- _Prompt A_
Reproduce the records below word for word, omitting the pictures.

- _Excerpted text_
—————

It’s unlikely, if you’re Australian, that you didn’t see or hear about the 2011 Four Corners television episode on the live export of animals to Indonesia, A Bloody Business*. While the actual audience on the night was, Jones and Davies say, comparatively small, the impact – in the short-term in particular – was huge. This book tells the wider story – how the program came about and what happened afterwards. In doing so, it explores the ramifications of the trade, weighs economic expediency against ethical considerations, exposes the democratic processes by which decisions are made, and asks us to think about what it all says about us as a people. As the subtitle says, it’s about “conflict of values”. Live export might be the subject of this particular story but, for Jones and Davies, it exemplifies something bigger, something to do with the sort of society we wish to be and how we might get there. For this reason, as for any, Backlash is a valuable read.

What I didn’t know, or didn’t remember, when I started reading the book is that co-author and zoologist Bidda Jones, head of science and policy at RSPCA Australia, along with Lyn White, animal activist and now campaign director for Animals Australia, were the people who took the issue to Four Corners. It was Jones’ research and White’s video footage which convinced Four Corners to do the story. After the broadcast, politician Barnaby Joyce asked Jones and White why they hadn’t taken the story to him and his Opposition colleagues. The reason was simple, they had tried approaching politicians but had failed to garner any interest. So, to the media it was.

There is no fancy writing here. The book uses plain, direct language as befits its aims. There is little use of flashy rhetorical devices to sway opinion. The authors focus instead on fact and logic to present their case. The book is carefully structured. It starts with an introduction which sets out the book’s aims and explains that although both authors contributed to the book it has been written in Bidda’s first person voice. Chapter 2 briefly recounts their experience of watching the Four Corners program. The book then moves back in time and, over several chapters, chronicles how the program came about: the research (which included Lyn White’s filming trip to Indonesia), the lobbying, and the strategic planning. We then return, at Chapter 16, to the screening of the program and a description of its content. The rest of the book discusses the show’s aftermath. They detail the main cases for and against live export of animals, the initial widespread strong reaction which resulted in the government imposing a short-term ban on live export to Indonesia, and the backlash against this decision which resulted in live export being restored. Since then, they argue (though others argue differently), no real progress has been achieved in improving the welfare of animals. It’s a distressing and depressing story about the failure of our duty of care to animals.

—————

- _Dataset excerpts_
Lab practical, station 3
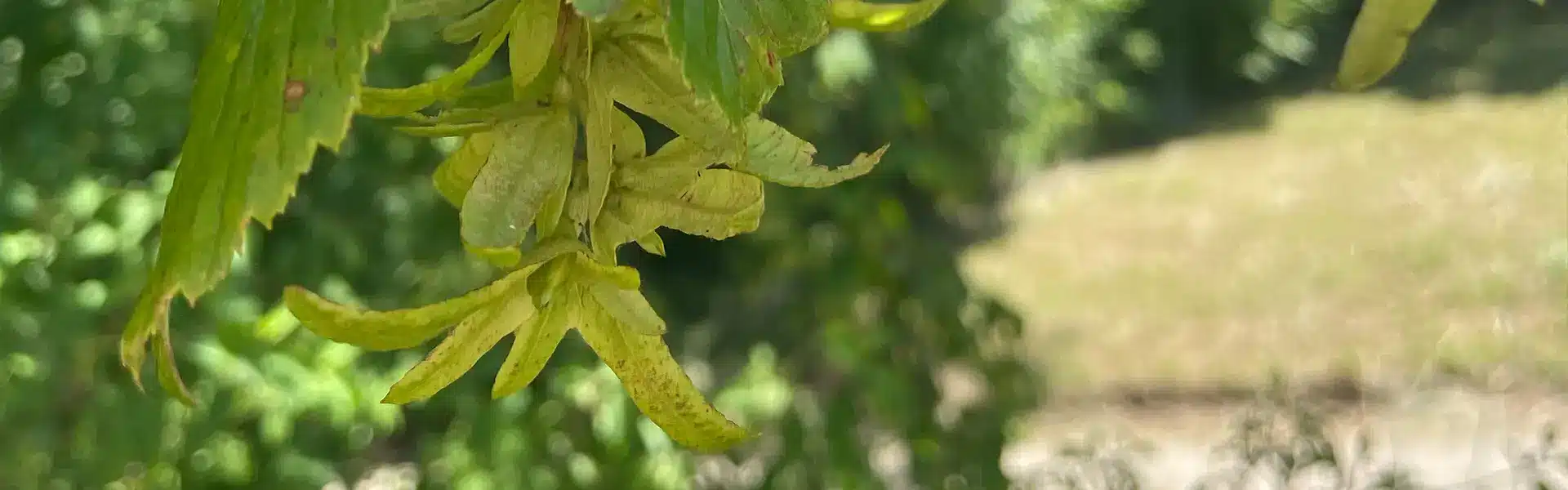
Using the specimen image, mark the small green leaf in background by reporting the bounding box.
[431,132,496,207]
[359,0,516,116]
[593,38,742,153]
[578,295,751,452]
[121,0,392,402]
[381,288,547,403]
[666,0,759,121]
[491,290,580,399]
[726,0,830,56]
[828,0,947,33]
[506,0,561,100]
[1334,0,1437,91]
[392,0,489,22]
[571,0,621,22]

—————

- _Prompt B_
In the review of Backlash, translate the sentence "The authors focus instead on fact and logic to present their case." into Spanish.

- _Full response A_
Lab practical, station 3
Using the specimen image, mark the small green leaf in background by reporting the bounding box.
[431,132,496,207]
[359,0,516,116]
[593,38,742,153]
[578,295,751,452]
[121,0,392,402]
[381,288,547,403]
[666,0,759,121]
[491,290,580,399]
[726,0,830,56]
[828,0,947,33]
[506,0,561,100]
[1334,0,1437,91]
[392,0,489,22]
[571,0,621,22]

- _Full response B_
En cambio, los autores se centran en los hechos y la lógica para exponer sus argumentos.